Given instruction >> Render the stretch of data below, from the line containing "For the evaluation, point out each instance of the man" through the end of the data, as a JSON list of strings with one string per line. Leave out blank lines and any pictures.

****

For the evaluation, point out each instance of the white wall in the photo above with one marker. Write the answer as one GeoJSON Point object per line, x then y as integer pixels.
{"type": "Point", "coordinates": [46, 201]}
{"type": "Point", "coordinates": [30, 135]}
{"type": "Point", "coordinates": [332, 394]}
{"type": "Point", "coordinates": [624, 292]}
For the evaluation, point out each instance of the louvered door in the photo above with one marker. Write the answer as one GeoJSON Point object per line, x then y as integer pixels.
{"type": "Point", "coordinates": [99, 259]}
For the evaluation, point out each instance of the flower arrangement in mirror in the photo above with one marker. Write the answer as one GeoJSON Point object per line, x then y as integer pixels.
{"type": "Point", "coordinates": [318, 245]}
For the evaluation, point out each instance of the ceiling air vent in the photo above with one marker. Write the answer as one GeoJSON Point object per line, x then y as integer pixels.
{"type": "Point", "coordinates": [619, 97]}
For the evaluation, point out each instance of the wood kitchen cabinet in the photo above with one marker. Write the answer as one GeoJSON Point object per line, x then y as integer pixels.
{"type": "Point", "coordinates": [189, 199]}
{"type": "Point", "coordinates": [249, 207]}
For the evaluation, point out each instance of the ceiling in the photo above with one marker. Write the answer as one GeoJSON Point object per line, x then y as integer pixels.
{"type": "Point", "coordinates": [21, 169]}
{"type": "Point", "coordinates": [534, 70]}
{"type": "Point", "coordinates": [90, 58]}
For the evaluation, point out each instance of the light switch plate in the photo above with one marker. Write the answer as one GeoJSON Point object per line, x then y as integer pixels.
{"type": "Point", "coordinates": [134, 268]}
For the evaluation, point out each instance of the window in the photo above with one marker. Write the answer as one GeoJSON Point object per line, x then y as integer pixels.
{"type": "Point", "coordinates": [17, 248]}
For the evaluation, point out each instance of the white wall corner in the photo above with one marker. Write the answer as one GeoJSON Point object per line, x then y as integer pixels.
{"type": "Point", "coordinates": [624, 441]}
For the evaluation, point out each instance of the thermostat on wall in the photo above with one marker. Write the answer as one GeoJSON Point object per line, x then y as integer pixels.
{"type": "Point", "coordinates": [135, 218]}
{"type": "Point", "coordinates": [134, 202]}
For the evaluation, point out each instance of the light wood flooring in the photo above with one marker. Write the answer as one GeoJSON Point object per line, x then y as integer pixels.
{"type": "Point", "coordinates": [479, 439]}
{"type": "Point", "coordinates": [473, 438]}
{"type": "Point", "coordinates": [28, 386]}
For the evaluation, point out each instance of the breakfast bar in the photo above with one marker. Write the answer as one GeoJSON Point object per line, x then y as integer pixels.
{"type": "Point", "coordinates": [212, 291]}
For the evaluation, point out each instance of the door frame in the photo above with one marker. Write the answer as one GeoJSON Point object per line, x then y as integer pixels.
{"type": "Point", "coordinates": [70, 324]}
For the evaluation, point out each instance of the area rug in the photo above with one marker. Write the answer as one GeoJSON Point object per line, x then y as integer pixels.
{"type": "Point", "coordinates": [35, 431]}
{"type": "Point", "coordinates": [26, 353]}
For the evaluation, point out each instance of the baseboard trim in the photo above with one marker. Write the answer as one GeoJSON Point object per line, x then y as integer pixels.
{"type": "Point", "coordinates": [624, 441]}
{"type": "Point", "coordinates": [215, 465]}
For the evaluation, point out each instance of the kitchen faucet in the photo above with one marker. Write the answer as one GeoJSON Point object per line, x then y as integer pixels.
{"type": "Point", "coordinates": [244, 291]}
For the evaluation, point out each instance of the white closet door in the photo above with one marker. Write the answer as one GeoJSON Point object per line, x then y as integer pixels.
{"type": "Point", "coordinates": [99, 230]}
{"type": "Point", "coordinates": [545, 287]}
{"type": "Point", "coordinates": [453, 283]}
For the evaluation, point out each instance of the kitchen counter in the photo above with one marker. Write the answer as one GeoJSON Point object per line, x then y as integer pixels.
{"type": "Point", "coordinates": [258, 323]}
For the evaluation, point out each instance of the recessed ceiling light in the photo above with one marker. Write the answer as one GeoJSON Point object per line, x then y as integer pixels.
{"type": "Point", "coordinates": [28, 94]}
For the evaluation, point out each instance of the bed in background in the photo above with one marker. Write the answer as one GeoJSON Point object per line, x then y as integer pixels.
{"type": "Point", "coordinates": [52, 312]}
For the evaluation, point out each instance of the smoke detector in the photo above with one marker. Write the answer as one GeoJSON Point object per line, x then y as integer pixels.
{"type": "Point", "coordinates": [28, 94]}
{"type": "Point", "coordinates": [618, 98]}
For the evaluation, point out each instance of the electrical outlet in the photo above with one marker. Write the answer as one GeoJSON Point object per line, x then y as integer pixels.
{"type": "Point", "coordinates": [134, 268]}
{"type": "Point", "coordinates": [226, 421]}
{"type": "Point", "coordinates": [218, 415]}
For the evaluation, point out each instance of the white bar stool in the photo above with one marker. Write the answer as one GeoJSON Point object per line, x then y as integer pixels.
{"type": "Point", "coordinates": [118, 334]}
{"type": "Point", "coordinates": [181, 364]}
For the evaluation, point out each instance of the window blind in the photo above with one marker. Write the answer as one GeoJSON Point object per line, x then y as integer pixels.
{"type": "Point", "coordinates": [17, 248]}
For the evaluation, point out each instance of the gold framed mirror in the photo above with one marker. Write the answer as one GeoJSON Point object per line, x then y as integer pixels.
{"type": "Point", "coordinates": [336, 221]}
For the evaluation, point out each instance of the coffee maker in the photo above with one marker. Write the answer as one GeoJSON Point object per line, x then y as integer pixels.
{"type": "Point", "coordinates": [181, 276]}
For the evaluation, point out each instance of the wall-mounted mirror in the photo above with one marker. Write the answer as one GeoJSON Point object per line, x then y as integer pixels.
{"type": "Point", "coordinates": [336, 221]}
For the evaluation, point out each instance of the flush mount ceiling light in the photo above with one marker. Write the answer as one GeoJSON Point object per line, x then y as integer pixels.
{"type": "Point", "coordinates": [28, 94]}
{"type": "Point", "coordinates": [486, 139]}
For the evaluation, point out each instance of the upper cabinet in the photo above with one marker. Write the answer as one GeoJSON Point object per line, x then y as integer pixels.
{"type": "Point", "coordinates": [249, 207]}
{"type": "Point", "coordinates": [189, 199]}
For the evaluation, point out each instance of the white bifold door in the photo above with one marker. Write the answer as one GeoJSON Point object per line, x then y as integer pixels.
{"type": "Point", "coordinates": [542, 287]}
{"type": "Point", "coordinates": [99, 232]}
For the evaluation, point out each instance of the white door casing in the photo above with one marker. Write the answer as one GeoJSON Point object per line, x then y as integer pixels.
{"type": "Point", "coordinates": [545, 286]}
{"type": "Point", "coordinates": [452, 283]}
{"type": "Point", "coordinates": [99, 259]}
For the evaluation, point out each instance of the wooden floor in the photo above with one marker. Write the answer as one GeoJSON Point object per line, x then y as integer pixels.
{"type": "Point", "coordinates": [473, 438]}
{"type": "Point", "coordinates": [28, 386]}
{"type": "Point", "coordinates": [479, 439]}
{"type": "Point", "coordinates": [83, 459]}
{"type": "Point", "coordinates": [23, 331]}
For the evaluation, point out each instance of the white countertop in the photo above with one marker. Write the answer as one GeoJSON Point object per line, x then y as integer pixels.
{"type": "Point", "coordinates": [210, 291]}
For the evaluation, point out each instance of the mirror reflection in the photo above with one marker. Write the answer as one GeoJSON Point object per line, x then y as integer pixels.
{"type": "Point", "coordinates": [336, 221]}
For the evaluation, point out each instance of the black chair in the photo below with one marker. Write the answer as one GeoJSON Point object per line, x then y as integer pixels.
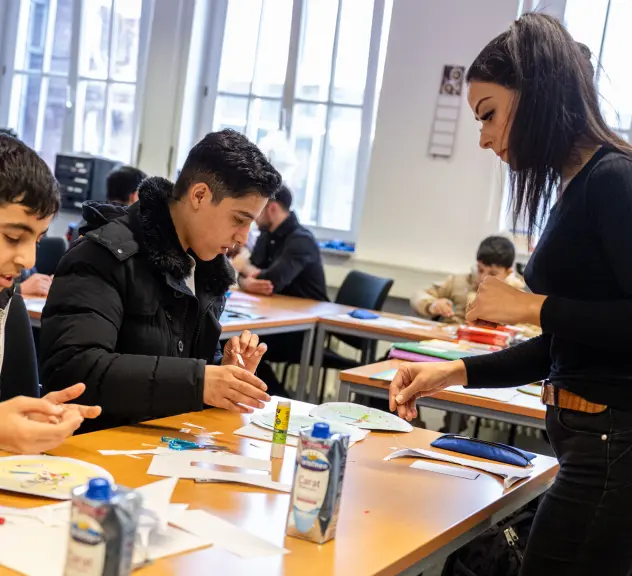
{"type": "Point", "coordinates": [358, 290]}
{"type": "Point", "coordinates": [49, 253]}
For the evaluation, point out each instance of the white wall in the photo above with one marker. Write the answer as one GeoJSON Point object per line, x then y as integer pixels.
{"type": "Point", "coordinates": [422, 212]}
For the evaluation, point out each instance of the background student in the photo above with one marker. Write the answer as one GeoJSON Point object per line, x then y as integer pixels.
{"type": "Point", "coordinates": [286, 258]}
{"type": "Point", "coordinates": [535, 97]}
{"type": "Point", "coordinates": [134, 307]}
{"type": "Point", "coordinates": [29, 198]}
{"type": "Point", "coordinates": [449, 301]}
{"type": "Point", "coordinates": [121, 190]}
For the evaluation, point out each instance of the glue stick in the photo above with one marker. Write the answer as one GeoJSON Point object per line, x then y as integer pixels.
{"type": "Point", "coordinates": [281, 423]}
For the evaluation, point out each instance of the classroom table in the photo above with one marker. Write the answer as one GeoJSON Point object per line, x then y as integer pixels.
{"type": "Point", "coordinates": [523, 409]}
{"type": "Point", "coordinates": [337, 323]}
{"type": "Point", "coordinates": [393, 520]}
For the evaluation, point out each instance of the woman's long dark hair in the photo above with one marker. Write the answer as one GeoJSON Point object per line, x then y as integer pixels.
{"type": "Point", "coordinates": [557, 108]}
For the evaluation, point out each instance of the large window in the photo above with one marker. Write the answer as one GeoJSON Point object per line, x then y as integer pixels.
{"type": "Point", "coordinates": [604, 26]}
{"type": "Point", "coordinates": [310, 69]}
{"type": "Point", "coordinates": [75, 75]}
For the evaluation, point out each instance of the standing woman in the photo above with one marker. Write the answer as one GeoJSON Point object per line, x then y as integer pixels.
{"type": "Point", "coordinates": [533, 92]}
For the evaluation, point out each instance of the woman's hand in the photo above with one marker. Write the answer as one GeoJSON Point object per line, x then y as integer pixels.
{"type": "Point", "coordinates": [442, 307]}
{"type": "Point", "coordinates": [247, 346]}
{"type": "Point", "coordinates": [498, 302]}
{"type": "Point", "coordinates": [415, 380]}
{"type": "Point", "coordinates": [26, 425]}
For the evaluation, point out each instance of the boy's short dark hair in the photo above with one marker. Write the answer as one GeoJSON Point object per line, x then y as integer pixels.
{"type": "Point", "coordinates": [122, 182]}
{"type": "Point", "coordinates": [26, 179]}
{"type": "Point", "coordinates": [496, 251]}
{"type": "Point", "coordinates": [284, 197]}
{"type": "Point", "coordinates": [230, 165]}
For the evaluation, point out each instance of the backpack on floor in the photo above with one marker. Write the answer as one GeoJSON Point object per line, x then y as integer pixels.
{"type": "Point", "coordinates": [496, 552]}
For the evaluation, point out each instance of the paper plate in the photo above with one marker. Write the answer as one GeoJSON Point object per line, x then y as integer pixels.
{"type": "Point", "coordinates": [360, 416]}
{"type": "Point", "coordinates": [299, 422]}
{"type": "Point", "coordinates": [47, 476]}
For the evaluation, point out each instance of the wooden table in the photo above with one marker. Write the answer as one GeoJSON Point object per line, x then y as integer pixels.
{"type": "Point", "coordinates": [393, 519]}
{"type": "Point", "coordinates": [337, 324]}
{"type": "Point", "coordinates": [524, 409]}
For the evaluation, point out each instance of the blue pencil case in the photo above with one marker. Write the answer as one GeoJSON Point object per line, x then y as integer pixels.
{"type": "Point", "coordinates": [363, 315]}
{"type": "Point", "coordinates": [483, 449]}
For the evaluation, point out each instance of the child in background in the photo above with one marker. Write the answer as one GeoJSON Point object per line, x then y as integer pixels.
{"type": "Point", "coordinates": [448, 302]}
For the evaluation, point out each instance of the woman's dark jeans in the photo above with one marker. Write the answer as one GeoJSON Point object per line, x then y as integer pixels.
{"type": "Point", "coordinates": [583, 526]}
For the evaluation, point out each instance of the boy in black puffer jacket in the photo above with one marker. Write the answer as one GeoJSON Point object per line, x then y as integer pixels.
{"type": "Point", "coordinates": [134, 308]}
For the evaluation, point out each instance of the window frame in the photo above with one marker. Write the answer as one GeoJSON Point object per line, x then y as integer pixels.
{"type": "Point", "coordinates": [290, 98]}
{"type": "Point", "coordinates": [9, 26]}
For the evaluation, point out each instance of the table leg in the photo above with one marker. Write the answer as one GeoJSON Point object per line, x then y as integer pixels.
{"type": "Point", "coordinates": [303, 373]}
{"type": "Point", "coordinates": [319, 350]}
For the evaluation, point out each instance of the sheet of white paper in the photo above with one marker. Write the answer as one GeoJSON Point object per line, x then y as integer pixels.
{"type": "Point", "coordinates": [499, 394]}
{"type": "Point", "coordinates": [510, 474]}
{"type": "Point", "coordinates": [258, 433]}
{"type": "Point", "coordinates": [18, 542]}
{"type": "Point", "coordinates": [226, 535]}
{"type": "Point", "coordinates": [180, 467]}
{"type": "Point", "coordinates": [219, 459]}
{"type": "Point", "coordinates": [158, 450]}
{"type": "Point", "coordinates": [174, 541]}
{"type": "Point", "coordinates": [157, 498]}
{"type": "Point", "coordinates": [383, 322]}
{"type": "Point", "coordinates": [443, 469]}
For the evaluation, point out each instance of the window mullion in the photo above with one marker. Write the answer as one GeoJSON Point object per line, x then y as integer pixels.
{"type": "Point", "coordinates": [603, 43]}
{"type": "Point", "coordinates": [50, 36]}
{"type": "Point", "coordinates": [254, 70]}
{"type": "Point", "coordinates": [289, 87]}
{"type": "Point", "coordinates": [330, 105]}
{"type": "Point", "coordinates": [68, 136]}
{"type": "Point", "coordinates": [146, 16]}
{"type": "Point", "coordinates": [9, 37]}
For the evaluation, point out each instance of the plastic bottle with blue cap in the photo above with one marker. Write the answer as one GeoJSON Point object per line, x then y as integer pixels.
{"type": "Point", "coordinates": [321, 458]}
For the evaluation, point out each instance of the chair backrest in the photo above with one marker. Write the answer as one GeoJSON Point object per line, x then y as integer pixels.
{"type": "Point", "coordinates": [362, 290]}
{"type": "Point", "coordinates": [49, 253]}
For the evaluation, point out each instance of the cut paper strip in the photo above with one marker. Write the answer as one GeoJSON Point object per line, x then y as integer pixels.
{"type": "Point", "coordinates": [157, 498]}
{"type": "Point", "coordinates": [498, 394]}
{"type": "Point", "coordinates": [443, 469]}
{"type": "Point", "coordinates": [180, 467]}
{"type": "Point", "coordinates": [226, 535]}
{"type": "Point", "coordinates": [509, 474]}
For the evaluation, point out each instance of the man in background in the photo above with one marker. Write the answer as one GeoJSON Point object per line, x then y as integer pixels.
{"type": "Point", "coordinates": [121, 190]}
{"type": "Point", "coordinates": [285, 260]}
{"type": "Point", "coordinates": [448, 302]}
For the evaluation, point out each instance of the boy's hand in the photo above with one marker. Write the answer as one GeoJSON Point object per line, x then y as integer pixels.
{"type": "Point", "coordinates": [234, 389]}
{"type": "Point", "coordinates": [256, 286]}
{"type": "Point", "coordinates": [247, 346]}
{"type": "Point", "coordinates": [442, 307]}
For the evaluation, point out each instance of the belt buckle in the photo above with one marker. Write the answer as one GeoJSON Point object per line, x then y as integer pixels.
{"type": "Point", "coordinates": [548, 395]}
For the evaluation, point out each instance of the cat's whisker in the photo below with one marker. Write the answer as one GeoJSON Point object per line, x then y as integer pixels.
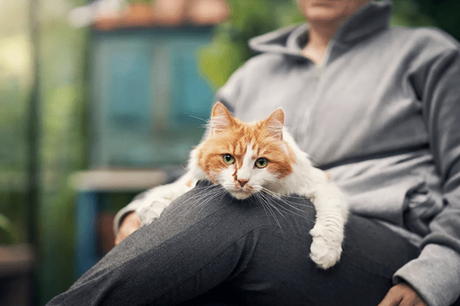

****

Output for this exercise >>
[
  "For the evaluation, point out each instance of the man in background in the photo above with one marker. Write the answer as one GeoJSON Point object per line, x then y as integer pixels.",
  "{\"type\": \"Point\", \"coordinates\": [121, 190]}",
  "{\"type\": \"Point\", \"coordinates\": [285, 260]}",
  "{\"type\": \"Point\", \"coordinates\": [448, 302]}",
  "For the evaluation, point out each instance of the boy's hand in the photo above with one marker. Write the answer as one GeoJSON Point object per line, x then y as integer pixels.",
  "{\"type\": \"Point\", \"coordinates\": [234, 389]}",
  "{\"type\": \"Point\", \"coordinates\": [256, 286]}",
  "{\"type\": \"Point\", \"coordinates\": [247, 346]}",
  "{\"type\": \"Point\", \"coordinates\": [442, 307]}",
  "For the evaluation, point out each instance of the belt buckle in the photo above with one marker. Write the answer as one GeoJSON Point object per line, x then y as integer pixels.",
  "{\"type\": \"Point\", \"coordinates\": [548, 395]}",
  "For the evaluation, point out each instance of the cat's whisker in the photo below with one marker. Write the answer as one GeoJSON Point object per line, x then y as integer pixels."
]